Stored data entries

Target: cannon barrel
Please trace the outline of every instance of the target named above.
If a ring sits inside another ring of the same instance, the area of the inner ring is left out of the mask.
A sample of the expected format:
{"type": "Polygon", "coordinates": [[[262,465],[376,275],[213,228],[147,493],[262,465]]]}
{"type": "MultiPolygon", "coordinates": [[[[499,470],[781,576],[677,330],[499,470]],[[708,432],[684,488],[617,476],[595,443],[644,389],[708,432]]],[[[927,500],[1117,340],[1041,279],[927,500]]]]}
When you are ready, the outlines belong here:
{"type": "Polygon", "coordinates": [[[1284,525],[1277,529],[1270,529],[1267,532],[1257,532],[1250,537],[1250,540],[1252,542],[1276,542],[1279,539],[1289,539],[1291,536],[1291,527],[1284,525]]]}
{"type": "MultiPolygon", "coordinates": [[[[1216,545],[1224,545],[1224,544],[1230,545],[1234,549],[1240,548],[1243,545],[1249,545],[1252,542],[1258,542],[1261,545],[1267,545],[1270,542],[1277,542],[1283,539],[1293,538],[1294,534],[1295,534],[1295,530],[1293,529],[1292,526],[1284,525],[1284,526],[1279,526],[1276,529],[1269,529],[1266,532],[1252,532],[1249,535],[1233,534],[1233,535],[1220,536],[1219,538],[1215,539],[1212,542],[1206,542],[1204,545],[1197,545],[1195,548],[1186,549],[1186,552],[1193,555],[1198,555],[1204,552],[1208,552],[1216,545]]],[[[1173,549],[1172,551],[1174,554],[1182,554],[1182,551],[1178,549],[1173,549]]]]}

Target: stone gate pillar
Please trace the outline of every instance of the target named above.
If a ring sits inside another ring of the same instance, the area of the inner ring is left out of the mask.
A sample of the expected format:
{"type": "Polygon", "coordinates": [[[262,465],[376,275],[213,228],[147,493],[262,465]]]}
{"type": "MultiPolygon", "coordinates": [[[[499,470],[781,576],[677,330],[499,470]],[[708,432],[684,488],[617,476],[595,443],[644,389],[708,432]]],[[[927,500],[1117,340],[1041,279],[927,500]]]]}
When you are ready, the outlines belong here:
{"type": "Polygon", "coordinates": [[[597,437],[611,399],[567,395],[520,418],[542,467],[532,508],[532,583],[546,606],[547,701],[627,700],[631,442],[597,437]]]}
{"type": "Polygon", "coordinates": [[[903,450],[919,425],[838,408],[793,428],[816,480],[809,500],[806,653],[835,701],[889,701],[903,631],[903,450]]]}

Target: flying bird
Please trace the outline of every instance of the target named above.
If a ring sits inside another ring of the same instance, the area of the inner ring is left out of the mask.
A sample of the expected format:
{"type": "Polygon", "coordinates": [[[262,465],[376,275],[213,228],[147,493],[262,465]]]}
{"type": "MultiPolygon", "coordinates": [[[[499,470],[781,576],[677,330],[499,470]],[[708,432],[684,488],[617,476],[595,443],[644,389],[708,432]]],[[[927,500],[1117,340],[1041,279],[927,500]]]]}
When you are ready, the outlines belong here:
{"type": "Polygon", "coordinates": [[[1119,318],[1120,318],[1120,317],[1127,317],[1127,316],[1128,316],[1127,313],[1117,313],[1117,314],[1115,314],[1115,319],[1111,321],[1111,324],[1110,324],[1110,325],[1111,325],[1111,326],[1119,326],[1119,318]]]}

**Directions:** Every line above needs to be retyped exactly.

**Response area:**
Target: cannon barrel
Please trace the outline of every instance of the target named above.
If a ring sits inside another ring of the same instance, the area of the inner ring is left out of the mask.
A sample of the expected format:
{"type": "Polygon", "coordinates": [[[262,465],[376,275],[213,228],[147,493],[262,465]]]}
{"type": "MultiPolygon", "coordinates": [[[[499,470],[781,576],[677,330],[499,470]],[[708,432],[684,488],[617,476],[595,443],[644,389],[708,432]]],[[[927,500],[1117,340],[1041,279],[927,500]]]]}
When you are ready, the outlines belong here:
{"type": "Polygon", "coordinates": [[[1284,525],[1277,529],[1270,529],[1267,532],[1257,532],[1250,537],[1250,540],[1252,542],[1276,542],[1279,539],[1289,539],[1291,536],[1291,527],[1284,525]]]}
{"type": "MultiPolygon", "coordinates": [[[[1216,545],[1224,545],[1224,544],[1230,545],[1234,549],[1240,548],[1243,545],[1249,545],[1252,542],[1258,542],[1261,545],[1267,545],[1270,542],[1277,542],[1283,539],[1293,538],[1294,534],[1295,534],[1295,530],[1293,529],[1292,526],[1284,525],[1284,526],[1279,526],[1276,529],[1269,529],[1266,532],[1252,532],[1249,535],[1233,534],[1233,535],[1220,536],[1219,538],[1215,539],[1212,542],[1206,542],[1204,545],[1197,545],[1195,548],[1186,549],[1186,552],[1193,555],[1198,555],[1204,552],[1208,552],[1216,545]]],[[[1173,549],[1172,551],[1174,554],[1182,554],[1182,551],[1178,549],[1173,549]]]]}

Target: stone gate pillar
Please trace the outline of every instance of the target named above.
If a ring sits inside another ring of the same instance, the area of the inner ring is left out of the mask.
A sample of the expected format:
{"type": "Polygon", "coordinates": [[[262,465],[376,275],[213,228],[147,493],[262,465]]]}
{"type": "MultiPolygon", "coordinates": [[[[499,470],[781,576],[677,330],[499,470]],[[708,432],[684,488],[617,476],[595,443],[644,389],[708,432]]],[[[927,500],[1117,340],[1041,279],[927,500]]]]}
When you are ready, the outlines belong here:
{"type": "Polygon", "coordinates": [[[597,437],[611,399],[567,395],[520,418],[542,467],[532,508],[532,583],[546,606],[547,701],[627,700],[631,442],[597,437]]]}
{"type": "Polygon", "coordinates": [[[903,450],[919,425],[838,408],[793,428],[816,480],[809,500],[806,653],[835,701],[889,701],[903,631],[903,450]]]}

Target: flying bird
Please trace the outline of every instance of the target named above.
If a ring sits inside another ring of the same instance, the area of the inner ring is left out of the mask.
A sample of the expected format:
{"type": "Polygon", "coordinates": [[[262,465],[376,275],[213,228],[147,493],[262,465]]]}
{"type": "MultiPolygon", "coordinates": [[[[499,470],[781,576],[677,330],[499,470]],[[708,432],[684,488],[617,476],[595,443],[644,389],[708,432]]],[[[927,500],[1117,340],[1041,279],[927,500]]]]}
When you are ready, the outlines belong here:
{"type": "Polygon", "coordinates": [[[1119,318],[1120,318],[1120,317],[1127,317],[1127,316],[1128,316],[1127,313],[1117,313],[1117,314],[1115,314],[1115,319],[1111,321],[1111,324],[1110,324],[1110,325],[1111,325],[1111,326],[1119,326],[1119,318]]]}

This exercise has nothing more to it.